Part of a data file:
____

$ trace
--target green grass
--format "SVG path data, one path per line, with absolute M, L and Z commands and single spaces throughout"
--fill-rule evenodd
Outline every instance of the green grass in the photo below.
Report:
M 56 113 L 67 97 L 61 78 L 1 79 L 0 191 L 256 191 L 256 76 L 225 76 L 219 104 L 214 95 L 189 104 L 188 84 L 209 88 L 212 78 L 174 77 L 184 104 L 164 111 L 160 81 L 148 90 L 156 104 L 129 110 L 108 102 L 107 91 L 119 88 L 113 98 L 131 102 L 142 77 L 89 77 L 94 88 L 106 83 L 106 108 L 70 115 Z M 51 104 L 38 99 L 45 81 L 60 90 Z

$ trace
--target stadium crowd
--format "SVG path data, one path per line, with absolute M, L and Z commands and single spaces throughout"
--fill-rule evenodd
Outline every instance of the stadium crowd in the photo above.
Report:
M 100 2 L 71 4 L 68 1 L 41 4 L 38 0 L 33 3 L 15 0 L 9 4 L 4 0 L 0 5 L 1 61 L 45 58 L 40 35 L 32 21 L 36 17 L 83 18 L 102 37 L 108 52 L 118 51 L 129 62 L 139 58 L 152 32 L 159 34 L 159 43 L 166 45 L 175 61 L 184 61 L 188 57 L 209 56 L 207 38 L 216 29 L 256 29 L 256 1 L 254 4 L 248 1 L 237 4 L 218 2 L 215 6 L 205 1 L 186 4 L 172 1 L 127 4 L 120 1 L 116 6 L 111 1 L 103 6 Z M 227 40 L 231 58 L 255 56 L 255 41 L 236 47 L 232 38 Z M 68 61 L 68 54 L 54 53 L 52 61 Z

____

## DESCRIPTION OF THE TASK
Reproduce every line of the listing above, requests included, but offset each coordinate in the path data answers by 150. Leave the requests and their format strings unchanged.

## EXERCISE ANSWER
$ trace
--target green grass
--format "SVG path data, one path per line, with absolute M, L and Z commands and single spaces throughout"
--fill-rule evenodd
Outline every instance of the green grass in the photo below.
Report:
M 206 263 L 217 247 L 211 228 L 151 229 L 150 341 L 406 341 L 406 226 L 375 226 L 369 254 L 364 245 L 339 254 L 338 234 L 359 238 L 362 228 L 324 227 L 334 254 L 314 261 L 310 231 L 298 240 L 306 254 L 279 260 L 258 252 L 257 241 L 269 238 L 263 248 L 281 252 L 292 227 L 239 227 L 244 238 L 256 233 L 256 258 L 220 265 Z M 201 254 L 188 249 L 195 231 L 210 240 Z

$ trace
--target stadium crowd
--format "SVG path data, one path per line, with absolute M, L and Z commands and single spaces throughout"
--fill-rule evenodd
Outline every instance of the stadium crowd in the photo above.
Report:
M 250 152 L 221 154 L 218 151 L 191 154 L 188 150 L 183 153 L 165 150 L 159 154 L 154 150 L 150 155 L 151 211 L 195 208 L 190 185 L 182 171 L 186 167 L 233 168 L 252 187 L 258 202 L 268 201 L 279 212 L 289 208 L 302 182 L 309 184 L 309 193 L 316 195 L 325 211 L 334 211 L 338 207 L 359 206 L 357 188 L 366 179 L 406 179 L 406 151 L 404 154 L 398 151 L 387 154 L 368 152 L 365 156 L 355 151 L 336 154 L 322 151 L 277 154 L 270 151 L 266 156 L 261 151 L 253 156 Z M 377 190 L 381 208 L 405 206 L 405 191 L 386 197 L 382 188 Z M 218 211 L 218 204 L 204 203 L 202 211 Z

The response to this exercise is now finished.